## DATA FRAME

In [1]:
import numpy as np
import pandas as pd

The DataFrafme is the fundamental data structure in Pandas, It represents data in a tabulated, excel spreadsheet like format
A DataFrame is an ordered collection of columns, each of which can be a different value type (numeric, string or boolean). The DataFrame has both a rows and columns with respective index (ie. every both the rows and columns have indices).The index of the rows and columns could be labeled and its worthy to note that every column in a data frame is a series, so we can picture the dataFrame as a collection of series with shared index. 
Through this note we will explore different concepts about DataFrames under the following subsections:

+ Creating a Pandas DataFrame
+ Retrieving Labels and Data
+ Pandas DataFrame Size Attributes
+ Inspecting The DataFrame
+ Accessing and Modifying Data
+ Filtering Data

### Creating a Pandas DataFrame
There are different ways to create a DataFrame, but basically this is initiated with the ``pd.DataFrame`` function. the parameters to this function include

Parameter | Description
:- | :-
data | ndarray (structured or homogeneous), Iterable, dict, or DataFrame Dict can contain Series, arrays, constants, dataclass or list-like objects.

● **RECORD SET**

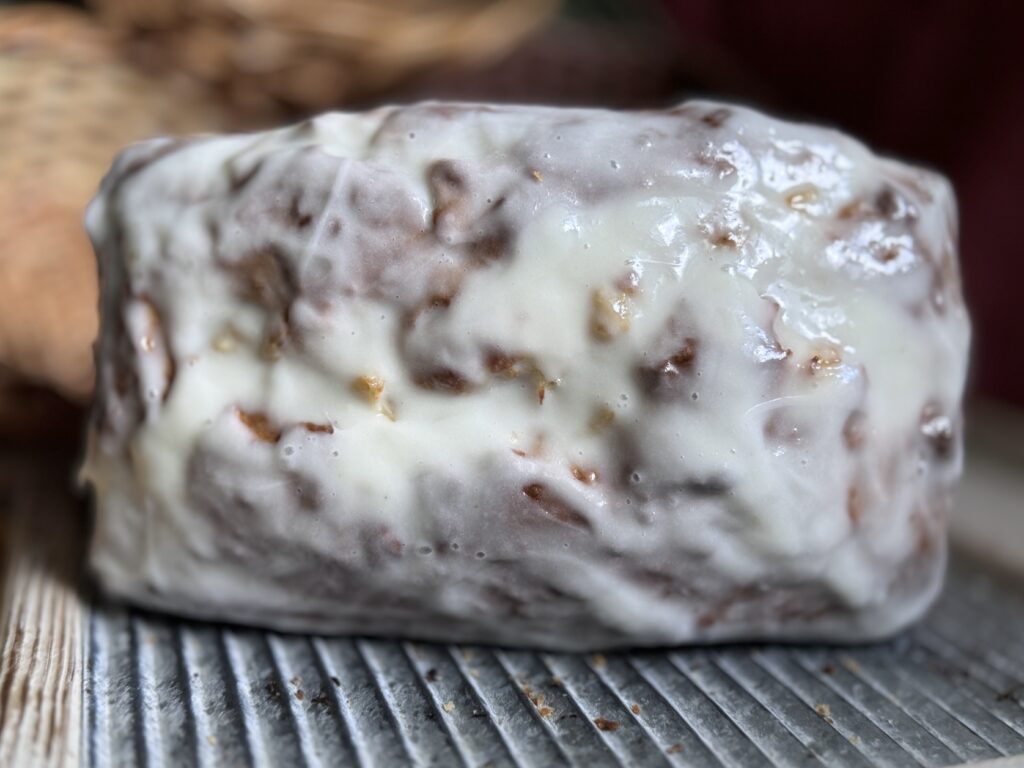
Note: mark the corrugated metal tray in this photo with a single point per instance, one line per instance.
(160, 691)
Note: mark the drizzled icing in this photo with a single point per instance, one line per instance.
(560, 377)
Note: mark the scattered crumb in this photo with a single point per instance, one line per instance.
(538, 700)
(601, 419)
(368, 387)
(259, 425)
(1010, 694)
(321, 428)
(803, 200)
(584, 475)
(609, 314)
(225, 341)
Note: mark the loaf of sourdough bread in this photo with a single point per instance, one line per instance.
(562, 378)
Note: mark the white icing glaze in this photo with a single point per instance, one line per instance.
(750, 331)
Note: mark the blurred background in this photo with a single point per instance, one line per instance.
(937, 83)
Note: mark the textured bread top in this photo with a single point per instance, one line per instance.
(741, 336)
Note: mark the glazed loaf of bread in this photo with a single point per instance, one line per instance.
(561, 378)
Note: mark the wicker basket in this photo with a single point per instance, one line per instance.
(269, 56)
(67, 105)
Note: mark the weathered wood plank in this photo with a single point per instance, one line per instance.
(41, 613)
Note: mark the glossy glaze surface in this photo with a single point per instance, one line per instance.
(557, 377)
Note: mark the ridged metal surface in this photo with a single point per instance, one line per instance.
(167, 692)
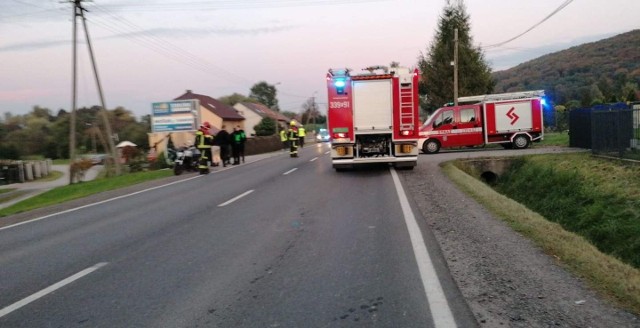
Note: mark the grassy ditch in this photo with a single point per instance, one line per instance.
(555, 139)
(83, 189)
(583, 211)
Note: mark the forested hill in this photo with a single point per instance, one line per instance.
(604, 71)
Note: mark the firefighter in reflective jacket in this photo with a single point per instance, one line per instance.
(204, 140)
(292, 135)
(301, 134)
(283, 138)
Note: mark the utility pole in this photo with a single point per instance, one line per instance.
(74, 92)
(455, 68)
(110, 147)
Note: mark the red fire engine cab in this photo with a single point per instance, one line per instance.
(373, 116)
(513, 120)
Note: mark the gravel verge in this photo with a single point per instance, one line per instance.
(506, 280)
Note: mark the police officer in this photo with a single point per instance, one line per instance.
(203, 142)
(292, 135)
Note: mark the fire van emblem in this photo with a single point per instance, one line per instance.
(512, 115)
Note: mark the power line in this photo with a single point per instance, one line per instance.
(564, 4)
(165, 48)
(234, 4)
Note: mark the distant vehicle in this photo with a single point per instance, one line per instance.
(373, 117)
(323, 136)
(512, 120)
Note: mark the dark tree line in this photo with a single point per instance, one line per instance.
(42, 134)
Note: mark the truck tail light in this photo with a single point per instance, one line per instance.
(406, 149)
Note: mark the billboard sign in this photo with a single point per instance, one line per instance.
(177, 115)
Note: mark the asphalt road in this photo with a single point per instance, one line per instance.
(283, 242)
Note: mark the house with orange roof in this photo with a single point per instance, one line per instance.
(255, 112)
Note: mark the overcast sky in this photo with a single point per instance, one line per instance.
(153, 50)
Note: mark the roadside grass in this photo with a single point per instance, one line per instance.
(53, 175)
(10, 194)
(615, 280)
(555, 139)
(83, 189)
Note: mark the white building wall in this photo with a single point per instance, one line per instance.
(251, 118)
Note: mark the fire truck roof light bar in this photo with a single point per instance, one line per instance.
(503, 96)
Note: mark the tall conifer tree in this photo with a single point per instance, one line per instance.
(474, 74)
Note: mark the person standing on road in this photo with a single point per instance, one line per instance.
(203, 143)
(283, 138)
(236, 140)
(222, 140)
(292, 135)
(301, 134)
(243, 140)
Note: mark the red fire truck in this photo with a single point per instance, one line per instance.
(373, 116)
(513, 120)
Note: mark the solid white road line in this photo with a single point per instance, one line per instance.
(98, 203)
(440, 310)
(293, 169)
(50, 289)
(235, 198)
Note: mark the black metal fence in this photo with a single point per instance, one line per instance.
(612, 130)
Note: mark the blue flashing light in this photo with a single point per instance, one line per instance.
(543, 102)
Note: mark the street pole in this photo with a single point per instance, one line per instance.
(103, 111)
(74, 88)
(276, 118)
(455, 68)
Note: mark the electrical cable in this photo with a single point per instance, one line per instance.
(234, 4)
(564, 4)
(136, 34)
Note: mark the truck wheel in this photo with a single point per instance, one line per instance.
(520, 142)
(431, 146)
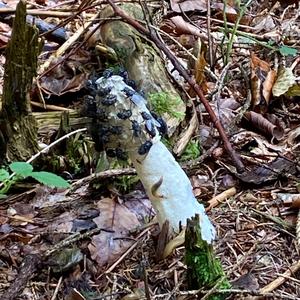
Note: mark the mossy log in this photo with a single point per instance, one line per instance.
(17, 125)
(204, 270)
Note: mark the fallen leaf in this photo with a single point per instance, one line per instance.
(262, 81)
(264, 125)
(188, 5)
(107, 246)
(284, 81)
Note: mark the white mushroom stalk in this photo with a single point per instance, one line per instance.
(128, 127)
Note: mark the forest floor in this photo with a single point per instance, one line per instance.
(96, 239)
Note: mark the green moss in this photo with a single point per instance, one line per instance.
(164, 102)
(204, 270)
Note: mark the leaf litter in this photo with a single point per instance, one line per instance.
(98, 243)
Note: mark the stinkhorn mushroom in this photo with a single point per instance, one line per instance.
(123, 126)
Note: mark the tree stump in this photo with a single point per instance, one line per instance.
(18, 129)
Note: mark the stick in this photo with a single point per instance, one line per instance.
(236, 159)
(280, 280)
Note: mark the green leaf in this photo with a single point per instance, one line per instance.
(3, 175)
(285, 51)
(21, 168)
(50, 179)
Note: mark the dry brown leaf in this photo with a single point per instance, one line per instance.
(188, 5)
(180, 26)
(106, 247)
(264, 125)
(262, 80)
(60, 86)
(284, 81)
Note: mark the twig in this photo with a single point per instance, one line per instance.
(234, 30)
(29, 267)
(47, 148)
(57, 288)
(43, 70)
(49, 106)
(104, 174)
(220, 198)
(236, 159)
(210, 41)
(280, 280)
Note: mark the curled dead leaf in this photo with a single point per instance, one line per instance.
(264, 125)
(284, 81)
(262, 81)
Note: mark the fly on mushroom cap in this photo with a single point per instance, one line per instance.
(144, 148)
(109, 100)
(136, 128)
(124, 114)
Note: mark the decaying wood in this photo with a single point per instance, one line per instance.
(17, 125)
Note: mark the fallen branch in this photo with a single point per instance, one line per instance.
(280, 280)
(151, 35)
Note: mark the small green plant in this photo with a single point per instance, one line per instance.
(164, 102)
(22, 170)
(192, 151)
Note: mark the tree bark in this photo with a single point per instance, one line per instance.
(18, 130)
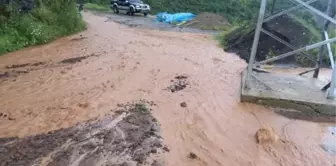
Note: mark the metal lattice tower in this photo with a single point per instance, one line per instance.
(322, 45)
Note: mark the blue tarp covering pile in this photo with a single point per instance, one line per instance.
(174, 18)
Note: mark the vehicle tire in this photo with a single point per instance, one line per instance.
(132, 11)
(115, 9)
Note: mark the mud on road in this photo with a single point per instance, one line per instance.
(56, 100)
(132, 136)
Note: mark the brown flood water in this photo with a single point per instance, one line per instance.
(118, 64)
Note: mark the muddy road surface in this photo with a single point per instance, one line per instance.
(69, 91)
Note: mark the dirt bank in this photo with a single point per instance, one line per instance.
(210, 128)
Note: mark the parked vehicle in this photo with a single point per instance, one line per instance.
(130, 6)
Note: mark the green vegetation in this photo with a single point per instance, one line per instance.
(47, 21)
(97, 7)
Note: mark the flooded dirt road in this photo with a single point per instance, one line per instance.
(193, 83)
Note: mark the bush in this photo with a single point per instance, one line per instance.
(47, 21)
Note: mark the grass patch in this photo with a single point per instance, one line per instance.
(96, 7)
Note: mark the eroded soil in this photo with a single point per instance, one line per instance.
(130, 137)
(213, 129)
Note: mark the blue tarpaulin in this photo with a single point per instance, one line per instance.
(174, 18)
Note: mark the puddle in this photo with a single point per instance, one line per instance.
(329, 141)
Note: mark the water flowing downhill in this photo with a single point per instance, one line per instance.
(84, 76)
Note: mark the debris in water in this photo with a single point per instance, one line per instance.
(179, 83)
(265, 135)
(17, 66)
(193, 155)
(183, 104)
(329, 141)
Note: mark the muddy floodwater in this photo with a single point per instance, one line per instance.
(122, 95)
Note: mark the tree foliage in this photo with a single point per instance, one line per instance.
(48, 20)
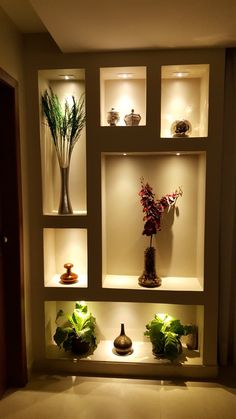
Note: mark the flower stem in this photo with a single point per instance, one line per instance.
(151, 240)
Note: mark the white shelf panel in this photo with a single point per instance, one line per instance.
(75, 212)
(142, 353)
(168, 283)
(55, 282)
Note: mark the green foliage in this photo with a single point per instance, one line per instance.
(80, 323)
(164, 332)
(65, 124)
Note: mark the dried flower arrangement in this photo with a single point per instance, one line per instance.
(153, 209)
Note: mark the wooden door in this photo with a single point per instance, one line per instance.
(12, 325)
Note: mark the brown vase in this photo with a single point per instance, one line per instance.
(123, 344)
(113, 117)
(149, 278)
(132, 119)
(69, 277)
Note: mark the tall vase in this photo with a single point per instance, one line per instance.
(149, 278)
(65, 205)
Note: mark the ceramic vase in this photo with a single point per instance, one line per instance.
(149, 278)
(123, 344)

● **TASK REQUIREMENTS**
In the DataFrame notes, what is every column in a data frame said to be? The listing above is separate material, unconnected to the DataFrame notes.

● **SOLUTION TO THIS TASK**
A series.